* EXTRACT TO READ
- - - - - - -

As we proceed on our coop tour we come to The Coop De Ville. No one lives in this coop, but rather this coop is used for storage and a few nesting boxes. Even though no one lives here I still just cannot pass up an opportunity to decorate a coop. Like The Kuntry Klucker I have mounted hanging baskets to this coop as well. Once again Petunia’s take center stage.

Next we come to the spice garden. In this garden I have lot of things planted. The tall bush with the small red blooms is a red honeysuckle bush. Taller than me (I’m 5’8″), this bush is one of the largest in the garden. These highly fragrant little blooms blanket the whole backyard with a sweet fragrance and attract many butterflies and hummingbirds to the backyard, adding to the beauty of the girls surroundings. I have many of my kitchen spices planted here among the two coops that call this plot home. Roy’s Roost and Betsy’s Bliss are situated here among all the plants a spices. This year I planted a red butterfly bush, in a few months it will be beautifully loaded down with blooms giving the butterflies another place to rest and spread their wings. The chickens are fenced out of this garden area so all the creatures that visit these plants are protected from the girls. This allows many caterpillars to spin coccons among the thick foliage of many of the plants here.

- - - - - - -

* PROVIDED RECORDS
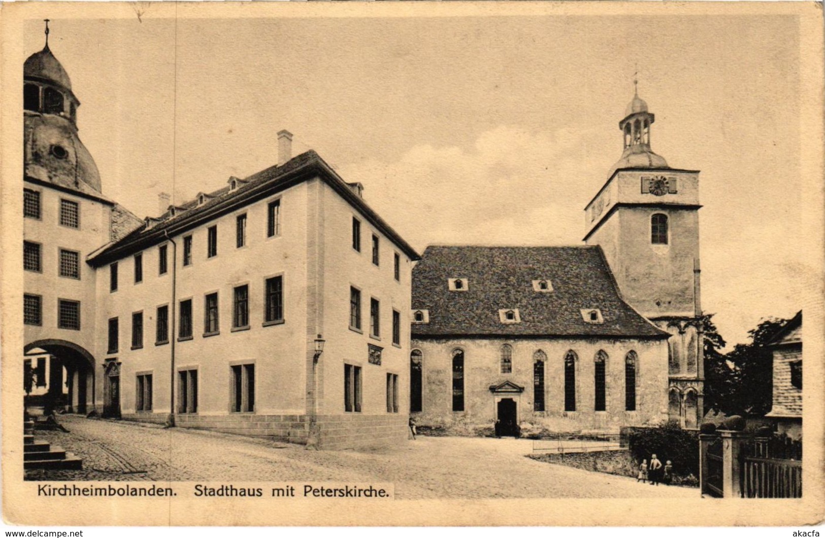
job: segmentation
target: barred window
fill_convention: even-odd
[[[234,290],[235,308],[232,326],[235,328],[249,326],[249,286],[239,286]]]
[[[132,314],[132,349],[144,347],[144,313]]]
[[[137,402],[135,411],[152,410],[152,374],[142,374],[137,376],[138,386],[135,390]]]
[[[280,201],[271,201],[266,205],[266,237],[280,235]]]
[[[192,264],[192,236],[183,238],[183,265]]]
[[[58,300],[57,326],[58,328],[80,330],[80,301]]]
[[[667,215],[657,213],[650,217],[650,243],[654,245],[667,244]]]
[[[23,295],[23,323],[26,325],[43,324],[43,298],[40,295]]]
[[[361,329],[361,290],[350,288],[350,328]]]
[[[40,244],[39,243],[23,242],[23,269],[40,271]]]
[[[117,318],[112,318],[109,320],[109,348],[106,350],[109,353],[116,353],[117,348],[120,347],[120,327]]]
[[[247,244],[247,214],[239,215],[235,219],[235,246],[238,248]]]
[[[60,224],[69,228],[80,227],[80,206],[78,202],[60,201]]]
[[[266,279],[266,311],[264,321],[278,321],[284,319],[283,276]]]
[[[109,291],[117,291],[117,262],[109,266]]]
[[[370,299],[370,334],[381,336],[381,305],[377,299]]]
[[[144,281],[144,255],[134,255],[134,283],[139,284]]]
[[[155,325],[155,342],[163,344],[169,342],[169,306],[164,304],[158,307],[158,316]]]
[[[212,334],[218,332],[218,294],[210,293],[204,302],[204,333]]]
[[[192,337],[192,300],[181,301],[181,320],[177,336],[180,338]]]
[[[206,257],[213,257],[218,255],[218,226],[210,226],[206,234]]]
[[[23,189],[23,216],[40,218],[40,193],[31,189]]]
[[[167,259],[167,245],[161,245],[158,248],[158,274],[165,275],[168,271],[168,261]]]
[[[80,278],[80,253],[60,249],[60,276]]]

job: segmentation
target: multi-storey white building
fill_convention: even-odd
[[[323,448],[406,439],[418,255],[361,184],[281,131],[278,165],[140,220],[101,194],[48,45],[25,80],[25,351],[65,367],[53,404]]]

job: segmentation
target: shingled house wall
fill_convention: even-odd
[[[512,371],[501,371],[501,348],[512,347]],[[450,338],[415,339],[413,349],[421,350],[422,361],[422,411],[415,413],[422,426],[445,427],[448,430],[474,431],[492,427],[496,421],[497,402],[512,398],[522,431],[529,432],[618,432],[620,426],[660,423],[667,418],[667,344],[665,341],[641,339],[560,338]],[[452,352],[464,352],[464,410],[452,410]],[[544,365],[544,412],[534,411],[534,353],[547,356]],[[577,366],[577,410],[564,411],[563,358],[568,350],[578,356]],[[606,410],[594,410],[594,359],[599,350],[608,355]],[[636,411],[625,411],[625,357],[636,352]],[[491,385],[505,381],[524,387],[521,394],[494,394]]]

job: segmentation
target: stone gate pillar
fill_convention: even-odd
[[[751,434],[732,430],[717,430],[722,437],[722,491],[726,498],[742,497],[742,474],[739,455]]]

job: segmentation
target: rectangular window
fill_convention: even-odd
[[[144,281],[144,255],[134,255],[134,283],[139,284]]]
[[[192,337],[192,300],[181,301],[180,323],[177,331],[179,338]]]
[[[380,304],[377,299],[370,299],[370,334],[371,336],[381,336],[381,314]]]
[[[109,353],[116,353],[118,347],[120,344],[120,322],[118,322],[117,318],[112,318],[109,320],[109,346],[106,352]]]
[[[134,404],[135,411],[152,410],[152,374],[141,374],[137,376],[138,386],[134,394],[137,402]]]
[[[361,330],[361,290],[350,287],[350,328]]]
[[[109,266],[109,291],[117,291],[117,262]]]
[[[232,412],[255,411],[255,365],[244,364],[231,367]]]
[[[788,363],[790,366],[790,384],[799,389],[802,389],[802,361],[792,361]]]
[[[218,255],[218,226],[210,226],[206,234],[206,257],[214,257]]]
[[[217,334],[219,329],[218,294],[210,293],[204,303],[204,334]]]
[[[361,413],[361,366],[344,365],[344,411]]]
[[[41,271],[40,244],[39,243],[23,242],[23,269],[38,272]]]
[[[60,201],[60,224],[69,228],[80,228],[80,206],[78,202]]]
[[[238,248],[247,244],[247,214],[239,215],[235,219],[235,246]]]
[[[23,216],[40,218],[40,193],[37,191],[23,189]]]
[[[372,235],[372,262],[374,265],[379,264],[379,253],[378,253],[379,243],[378,236],[373,234]]]
[[[157,324],[155,325],[155,343],[165,344],[169,342],[169,306],[158,307]]]
[[[238,328],[249,326],[249,286],[239,286],[235,288],[235,300],[232,327]]]
[[[43,298],[40,295],[23,295],[23,323],[26,325],[43,324]]]
[[[132,314],[132,349],[144,347],[144,313]]]
[[[57,326],[58,328],[80,330],[80,301],[57,300]]]
[[[398,412],[398,376],[387,374],[387,413]]]
[[[192,236],[183,238],[183,265],[192,264]]]
[[[361,252],[361,220],[352,217],[352,248]]]
[[[80,278],[80,252],[60,249],[60,276]]]
[[[165,275],[168,271],[168,261],[167,258],[167,245],[158,247],[158,274]]]
[[[393,310],[393,343],[401,345],[401,313]]]
[[[271,201],[266,205],[266,237],[280,235],[280,201]]]
[[[264,321],[280,321],[284,319],[284,279],[273,276],[266,279],[266,312]]]
[[[177,372],[177,412],[198,412],[198,370],[182,370]]]

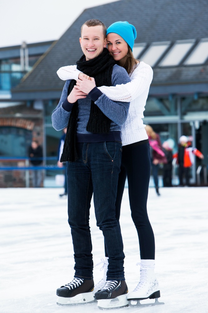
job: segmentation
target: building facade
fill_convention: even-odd
[[[82,54],[80,28],[90,18],[108,27],[128,21],[137,31],[133,53],[149,64],[153,80],[144,112],[144,121],[159,134],[162,141],[172,138],[177,149],[182,135],[192,136],[193,146],[208,163],[208,8],[206,0],[170,2],[121,0],[85,10],[56,42],[51,46],[20,84],[12,90],[10,101],[24,103],[42,118],[44,155],[54,155],[61,132],[53,128],[51,116],[61,95],[64,82],[56,72],[76,64]],[[29,106],[31,106],[30,107]],[[41,135],[42,136],[42,135]],[[196,181],[192,168],[191,182]],[[52,163],[49,161],[47,164]],[[52,177],[55,172],[47,171]]]

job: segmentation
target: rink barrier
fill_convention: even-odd
[[[5,161],[25,162],[25,166],[5,166],[0,167],[0,170],[1,171],[25,171],[25,185],[26,187],[28,187],[30,186],[29,170],[38,171],[41,170],[63,170],[62,167],[59,167],[56,165],[45,165],[40,166],[29,166],[29,161],[31,160],[55,160],[57,161],[57,158],[55,156],[48,156],[47,157],[38,158],[22,157],[21,156],[0,156],[0,162]]]

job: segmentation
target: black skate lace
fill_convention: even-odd
[[[101,288],[100,290],[105,290],[107,289],[109,291],[113,289],[118,283],[117,280],[107,280],[103,287]]]
[[[69,284],[67,284],[64,285],[65,287],[67,287],[69,289],[73,289],[74,288],[78,287],[79,285],[80,285],[81,283],[83,283],[84,281],[81,278],[74,278],[73,280]]]

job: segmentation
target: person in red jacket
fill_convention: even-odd
[[[179,165],[179,186],[184,185],[183,178],[185,174],[186,185],[189,186],[189,168],[194,162],[194,155],[201,159],[204,158],[204,156],[196,148],[189,146],[188,138],[186,136],[180,137],[179,141],[178,152],[173,156],[174,158],[177,158],[177,163]]]

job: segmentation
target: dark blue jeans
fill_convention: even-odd
[[[122,147],[116,201],[116,217],[119,223],[127,176],[131,216],[138,234],[140,258],[142,259],[154,259],[154,237],[147,208],[151,168],[149,144],[147,141]],[[105,256],[107,256],[105,248]]]
[[[125,280],[125,256],[115,206],[121,143],[78,143],[77,148],[78,160],[68,162],[67,166],[68,221],[74,252],[74,277],[93,278],[89,221],[93,193],[97,225],[103,232],[109,257],[107,279]]]

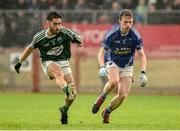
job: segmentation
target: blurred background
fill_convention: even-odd
[[[121,9],[132,9],[148,58],[146,88],[138,87],[135,62],[133,94],[180,95],[180,0],[1,0],[0,92],[57,92],[55,81],[40,69],[38,51],[17,75],[13,65],[33,35],[45,28],[46,14],[56,10],[63,25],[78,32],[84,46],[72,46],[71,65],[80,92],[100,92],[97,53],[106,31],[118,23]]]

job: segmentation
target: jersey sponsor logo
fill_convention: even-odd
[[[120,40],[115,40],[114,42],[117,43],[117,44],[121,43]]]
[[[58,55],[60,55],[62,53],[63,48],[64,48],[63,45],[61,45],[60,47],[54,47],[50,51],[47,52],[47,55],[58,56]]]
[[[116,55],[127,55],[131,53],[131,49],[130,48],[116,48],[116,50],[114,51],[114,53]]]

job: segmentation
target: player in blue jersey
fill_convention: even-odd
[[[69,63],[70,47],[71,43],[81,47],[82,42],[77,33],[61,25],[62,18],[57,12],[48,13],[47,23],[48,28],[34,35],[32,42],[26,47],[14,68],[19,73],[23,61],[34,49],[39,49],[43,71],[50,79],[55,79],[58,87],[65,93],[64,104],[59,111],[61,123],[68,124],[68,109],[77,95]]]
[[[118,88],[117,95],[102,112],[103,123],[109,123],[110,113],[122,104],[131,89],[136,50],[141,63],[140,86],[144,87],[147,83],[147,60],[143,49],[143,41],[137,30],[132,27],[133,19],[134,15],[131,10],[122,10],[119,15],[119,25],[114,26],[107,32],[98,54],[101,67],[99,75],[101,77],[107,76],[108,82],[95,101],[92,112],[97,113],[108,93],[113,88]]]

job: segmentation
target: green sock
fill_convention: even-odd
[[[64,85],[63,87],[63,92],[68,95],[68,86],[67,85]]]
[[[69,109],[69,107],[67,105],[63,105],[62,108],[61,108],[61,111],[63,113],[67,113],[68,109]]]

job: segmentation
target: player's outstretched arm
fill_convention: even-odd
[[[21,68],[22,62],[31,54],[32,51],[33,51],[33,48],[32,48],[32,47],[27,47],[27,48],[23,51],[20,59],[18,59],[16,65],[14,66],[14,69],[15,69],[15,71],[16,71],[18,74],[19,74],[19,72],[20,72],[20,68]]]
[[[140,87],[144,87],[147,84],[147,76],[146,76],[146,65],[147,65],[147,59],[146,55],[144,53],[144,49],[138,50],[138,54],[140,57],[140,64],[141,64],[141,73],[139,76],[139,82],[140,82]]]
[[[100,65],[99,76],[105,77],[107,75],[106,67],[104,64],[104,48],[101,47],[98,53],[98,61]]]

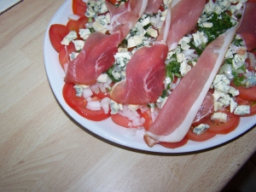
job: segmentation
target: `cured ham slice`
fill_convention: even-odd
[[[148,0],[145,14],[157,14],[159,8],[160,7],[163,0]]]
[[[177,46],[179,40],[195,26],[206,4],[206,0],[172,0],[172,20],[166,44],[169,50]],[[160,33],[159,39],[162,38]]]
[[[126,79],[113,87],[110,98],[119,103],[147,104],[161,95],[166,77],[165,44],[144,47],[136,52],[126,67]]]
[[[252,50],[256,48],[256,3],[244,3],[242,22],[237,30],[246,43],[247,49]],[[244,20],[243,18],[250,18]]]
[[[109,32],[120,32],[121,39],[123,40],[143,15],[148,0],[130,0],[122,6],[116,8],[106,1],[106,5],[111,16]]]
[[[193,125],[199,125],[199,122],[201,119],[203,119],[205,117],[209,116],[213,112],[213,96],[210,91],[208,91],[195,115]]]
[[[170,26],[170,9],[166,15],[166,32],[161,42],[155,42],[151,47],[143,47],[131,57],[126,66],[126,79],[116,84],[110,98],[119,103],[147,104],[155,102],[164,89],[166,77],[165,60],[168,47],[166,41]]]
[[[77,58],[68,63],[65,82],[95,83],[114,62],[113,55],[118,51],[119,44],[119,33],[106,35],[96,32],[91,34]]]
[[[182,79],[144,135],[148,146],[152,147],[156,141],[180,142],[185,137],[223,63],[236,30],[237,26],[212,41],[196,65]]]
[[[66,83],[90,84],[106,72],[114,61],[118,45],[143,14],[148,0],[130,0],[116,9],[106,2],[111,15],[111,35],[92,33],[85,41],[79,55],[70,61],[65,77]]]
[[[127,64],[126,79],[116,84],[113,88],[111,99],[116,102],[130,104],[147,104],[158,99],[164,89],[163,80],[166,76],[164,61],[168,51],[166,42],[170,38],[170,35],[178,33],[181,38],[190,32],[196,25],[205,5],[204,0],[194,1],[194,3],[189,2],[191,1],[174,0],[172,2],[160,37],[151,48],[143,47],[135,53]],[[189,9],[189,9],[187,4],[195,9],[191,11]],[[185,11],[181,11],[183,7]],[[193,20],[190,18],[192,16]],[[178,26],[178,25],[185,24],[188,26]],[[170,27],[172,29],[171,30]],[[181,32],[177,32],[177,29],[181,29]],[[177,42],[179,40],[177,39]]]

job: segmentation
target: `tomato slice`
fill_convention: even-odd
[[[67,33],[68,30],[64,25],[54,24],[50,26],[49,29],[49,40],[56,51],[59,52],[64,48],[65,45],[61,44],[61,42]]]
[[[85,24],[88,22],[87,17],[81,17],[78,20],[70,20],[67,23],[67,28],[70,31],[77,32],[78,35],[79,36],[79,29],[85,29]]]
[[[230,85],[239,90],[239,97],[245,100],[256,101],[256,86],[245,88],[242,86],[236,86],[233,83],[231,83]]]
[[[243,117],[253,116],[256,114],[256,101],[249,101],[241,98],[240,96],[236,96],[236,102],[238,105],[248,105],[250,106],[250,113],[241,115]]]
[[[219,121],[213,121],[209,119],[206,121],[206,124],[210,126],[207,130],[209,132],[218,133],[218,134],[227,134],[234,131],[239,125],[240,117],[234,113],[226,112],[228,115],[227,122],[219,122]]]
[[[64,69],[64,64],[68,63],[70,61],[69,54],[72,52],[76,52],[76,49],[73,44],[69,44],[66,48],[62,48],[59,52],[59,61],[60,63]]]
[[[160,142],[159,144],[162,145],[165,148],[180,148],[183,145],[185,145],[188,143],[189,139],[184,137],[183,140],[177,143],[167,143],[167,142]]]
[[[106,114],[102,108],[98,111],[92,111],[86,108],[86,100],[83,97],[76,96],[73,86],[73,84],[65,84],[62,90],[64,100],[70,108],[90,120],[100,121],[110,117],[110,113]]]
[[[87,5],[83,0],[73,0],[72,9],[73,14],[85,17]]]
[[[212,138],[215,136],[216,133],[209,132],[209,131],[206,131],[201,135],[196,135],[195,133],[193,132],[192,129],[189,129],[189,131],[186,135],[186,137],[195,142],[204,142],[210,138]]]
[[[117,125],[119,125],[121,126],[124,126],[124,127],[126,127],[126,128],[130,128],[131,126],[129,126],[129,123],[131,122],[129,120],[128,118],[126,117],[124,117],[119,113],[117,114],[111,114],[111,119],[112,120],[117,124]]]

- - - - - - -

Please rewrite the coop tour passage from "As we proceed" to "take center stage.", renaming "hanging baskets" as "flower boxes".

* RESPONSE TO THE EXERCISE
As we proceed on our coop tour we come to The Coop De Ville. No one lives in this coop, but rather this coop is used for storage and a few nesting boxes. Even though no one lives here I still just cannot pass up an opportunity to decorate a coop. Like The Kuntry Klucker I have mounted flower boxes to this coop as well. Once again Petunia’s take center stage.